[Dataset excerpts]

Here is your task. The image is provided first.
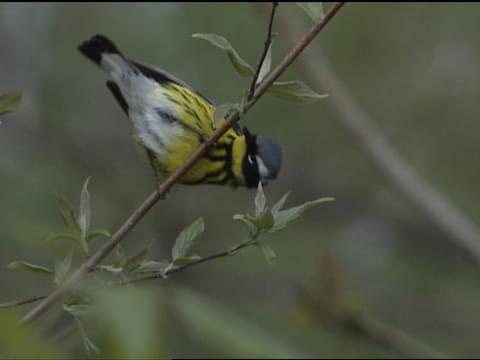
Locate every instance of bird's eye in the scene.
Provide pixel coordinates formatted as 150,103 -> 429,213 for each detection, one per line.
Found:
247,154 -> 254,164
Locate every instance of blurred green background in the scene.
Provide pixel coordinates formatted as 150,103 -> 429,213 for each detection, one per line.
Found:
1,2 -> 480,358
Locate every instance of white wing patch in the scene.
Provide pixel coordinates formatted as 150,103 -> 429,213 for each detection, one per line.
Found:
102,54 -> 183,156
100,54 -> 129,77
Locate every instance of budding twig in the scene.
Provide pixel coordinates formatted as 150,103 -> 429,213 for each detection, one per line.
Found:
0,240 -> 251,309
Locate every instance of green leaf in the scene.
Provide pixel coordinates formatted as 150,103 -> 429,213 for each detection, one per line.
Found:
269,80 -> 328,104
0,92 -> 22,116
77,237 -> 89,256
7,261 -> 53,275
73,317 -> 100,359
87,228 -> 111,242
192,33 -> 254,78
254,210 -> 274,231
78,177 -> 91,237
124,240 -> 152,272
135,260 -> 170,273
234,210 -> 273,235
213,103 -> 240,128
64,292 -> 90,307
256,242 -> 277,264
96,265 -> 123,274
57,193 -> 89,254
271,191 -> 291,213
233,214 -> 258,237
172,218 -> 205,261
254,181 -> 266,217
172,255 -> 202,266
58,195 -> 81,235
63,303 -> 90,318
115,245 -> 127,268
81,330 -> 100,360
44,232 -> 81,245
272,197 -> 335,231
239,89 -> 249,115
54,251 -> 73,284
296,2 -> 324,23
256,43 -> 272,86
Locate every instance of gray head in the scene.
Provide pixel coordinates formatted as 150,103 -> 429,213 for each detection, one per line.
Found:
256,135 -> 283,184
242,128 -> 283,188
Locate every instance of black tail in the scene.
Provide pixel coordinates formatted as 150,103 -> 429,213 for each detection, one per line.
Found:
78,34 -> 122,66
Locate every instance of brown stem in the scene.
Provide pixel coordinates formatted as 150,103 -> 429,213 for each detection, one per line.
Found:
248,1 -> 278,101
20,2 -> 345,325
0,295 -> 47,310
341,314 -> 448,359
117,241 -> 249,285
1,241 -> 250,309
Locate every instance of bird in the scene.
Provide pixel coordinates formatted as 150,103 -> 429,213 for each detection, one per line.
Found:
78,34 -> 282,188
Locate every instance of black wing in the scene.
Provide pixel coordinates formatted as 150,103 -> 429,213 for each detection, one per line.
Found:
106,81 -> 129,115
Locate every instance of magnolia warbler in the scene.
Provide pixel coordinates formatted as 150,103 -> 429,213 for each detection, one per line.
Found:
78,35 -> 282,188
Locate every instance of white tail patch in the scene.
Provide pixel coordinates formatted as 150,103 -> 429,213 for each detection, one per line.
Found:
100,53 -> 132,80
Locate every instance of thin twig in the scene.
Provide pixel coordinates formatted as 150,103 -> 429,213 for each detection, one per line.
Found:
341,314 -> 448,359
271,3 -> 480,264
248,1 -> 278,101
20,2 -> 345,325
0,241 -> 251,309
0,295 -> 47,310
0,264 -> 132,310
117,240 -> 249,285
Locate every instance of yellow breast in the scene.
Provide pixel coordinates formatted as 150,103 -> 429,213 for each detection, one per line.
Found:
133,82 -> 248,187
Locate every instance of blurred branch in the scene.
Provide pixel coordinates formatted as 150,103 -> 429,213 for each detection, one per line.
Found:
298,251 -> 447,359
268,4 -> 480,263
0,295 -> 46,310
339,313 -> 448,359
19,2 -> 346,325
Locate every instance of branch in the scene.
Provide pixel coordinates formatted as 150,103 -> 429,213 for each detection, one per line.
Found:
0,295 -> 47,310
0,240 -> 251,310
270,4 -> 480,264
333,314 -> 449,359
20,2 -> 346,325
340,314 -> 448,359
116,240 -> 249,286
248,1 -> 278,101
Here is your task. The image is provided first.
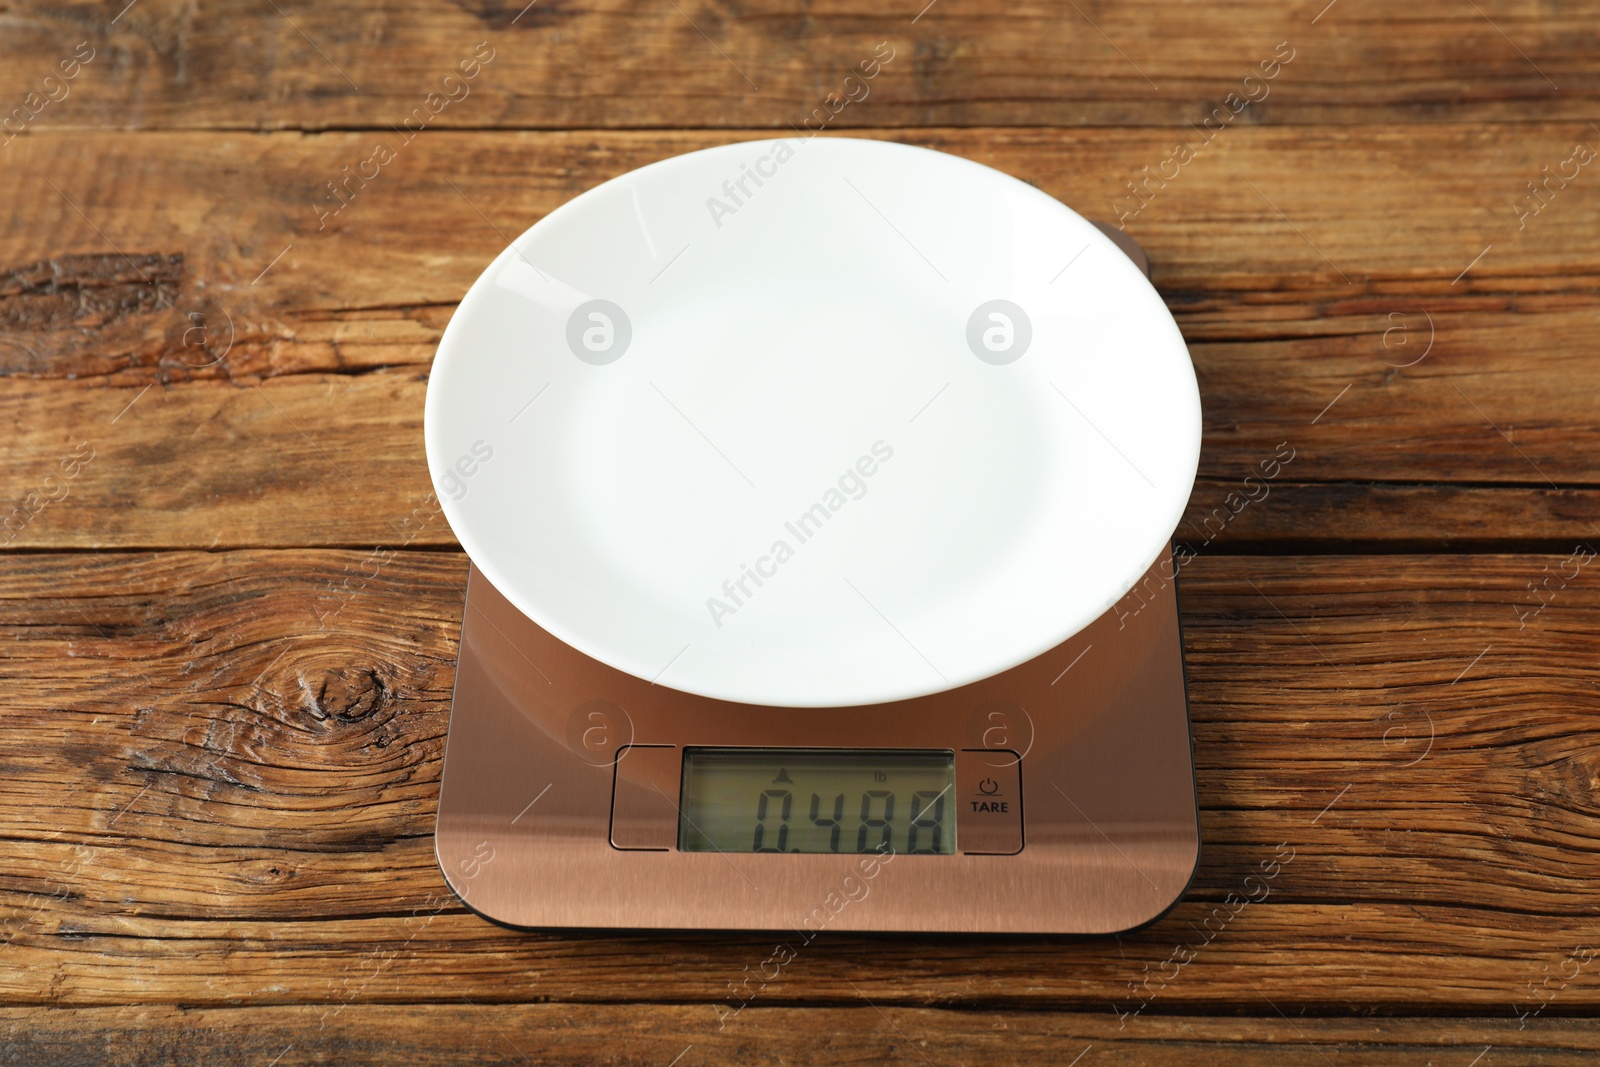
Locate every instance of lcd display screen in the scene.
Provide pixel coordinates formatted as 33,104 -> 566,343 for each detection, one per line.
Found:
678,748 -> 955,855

[/Dataset excerpts]

**Exercise brief**. Return every entry from the listing above exactly as it stands, leaving out any picture.

**Expected answer**.
Here is your task. The image is provided first.
Locate every instance of bird's eye in the scene.
Provide pixel coordinates formatted as 150,103 -> 429,213 for each detection, one per line.
Found:
247,154 -> 254,164
Locate every instance of blurred green background in the scene.
Provide pixel coordinates formatted as 150,103 -> 429,213 for each detection, one per line.
Found:
1,2 -> 480,358
Locate every instance of white wing patch in the scene.
Provide pixel coordinates formatted as 150,103 -> 429,213 for each detection, one per line.
Found:
102,54 -> 183,156
100,54 -> 129,77
Locate every instance of budding twig in the scene.
Provide pixel coordinates formatted as 150,103 -> 429,213 for each detection, one per line.
Found:
0,240 -> 251,309
Locate every instance of green leaf in the scene.
Provide pixel coordinates formatted as 150,103 -> 429,213 for each detection, one per line.
Found:
269,80 -> 328,104
0,92 -> 22,116
77,237 -> 89,256
7,261 -> 53,275
73,317 -> 100,359
87,228 -> 111,242
192,33 -> 254,78
254,210 -> 274,231
78,177 -> 91,237
124,240 -> 152,272
135,260 -> 170,273
234,210 -> 273,235
213,103 -> 240,128
64,292 -> 90,307
256,242 -> 277,264
96,265 -> 123,274
57,193 -> 89,254
271,191 -> 291,213
233,214 -> 258,237
172,218 -> 205,261
254,181 -> 266,217
172,255 -> 202,266
58,195 -> 81,235
63,303 -> 90,318
115,245 -> 127,268
81,330 -> 100,360
44,232 -> 81,245
272,197 -> 335,231
239,89 -> 249,115
54,251 -> 73,284
296,2 -> 324,23
256,43 -> 272,86
Locate every instance of gray head in the scene.
Provide pixel coordinates formatted as 150,103 -> 429,213 for each detection, one per line.
Found:
256,135 -> 283,184
242,128 -> 283,188
Locate every instance of black tail in the scene.
Provide pixel coordinates formatted as 150,103 -> 429,213 for each detection, one per line.
Found:
78,34 -> 122,66
Locate every instance of brown stem in the scene.
Provide pixel coordinates formatted as 150,103 -> 429,213 for each detection, one per line.
Found:
248,1 -> 278,101
20,2 -> 345,325
0,295 -> 47,310
341,314 -> 448,359
117,241 -> 249,285
1,241 -> 250,309
Locate every instance of bird in the scene.
Provide pixel coordinates formatted as 150,103 -> 429,213 for each detection, one per line.
Found:
78,34 -> 282,188
Locate every instance of black wing in the scene.
Provide pixel coordinates formatted as 150,103 -> 429,213 for each detection, one per line.
Found:
106,81 -> 129,115
Locate every instance of magnolia warbler in the scene.
Provide pixel coordinates formatted as 150,103 -> 429,213 for each detection, one per line.
Found:
78,35 -> 282,188
Locate every instance of white tail patch in the scene.
Provide pixel coordinates formatted as 150,103 -> 429,213 for each detection, one per line.
Found:
100,53 -> 132,80
Locate every instance of thin twig in the scene.
Provide pixel coordinates formatted as 150,103 -> 429,213 for each detection, one per line.
Found:
341,314 -> 448,359
271,3 -> 480,264
248,1 -> 278,101
20,2 -> 345,325
0,241 -> 251,309
0,295 -> 47,310
0,264 -> 132,310
117,240 -> 249,285
Locate every instance of yellow breast in the scene.
Provide pixel coordinates formatted as 150,103 -> 429,213 for each detection, one per line.
Found:
133,82 -> 248,187
Locate every instance of blurred branch in the scene.
Provide pixel coordinates formatted as 150,103 -> 429,213 for each detection, one per line.
Found:
298,251 -> 447,359
268,4 -> 480,263
0,295 -> 46,310
339,313 -> 448,359
19,2 -> 346,325
Locate every instance of branch in the scene.
Provide pixel coordinates formatted as 150,103 -> 429,213 for each detection, one per line.
Found:
0,295 -> 47,310
0,240 -> 251,310
270,4 -> 480,264
333,314 -> 449,359
20,2 -> 346,325
340,314 -> 448,359
116,240 -> 249,286
248,1 -> 278,101
Here is your task. The image is provided first.
Locate every instance of lcd display screen in the scene.
Provide pixel coordinates formatted as 33,104 -> 566,343 for each detection, one per line.
Found:
678,748 -> 955,855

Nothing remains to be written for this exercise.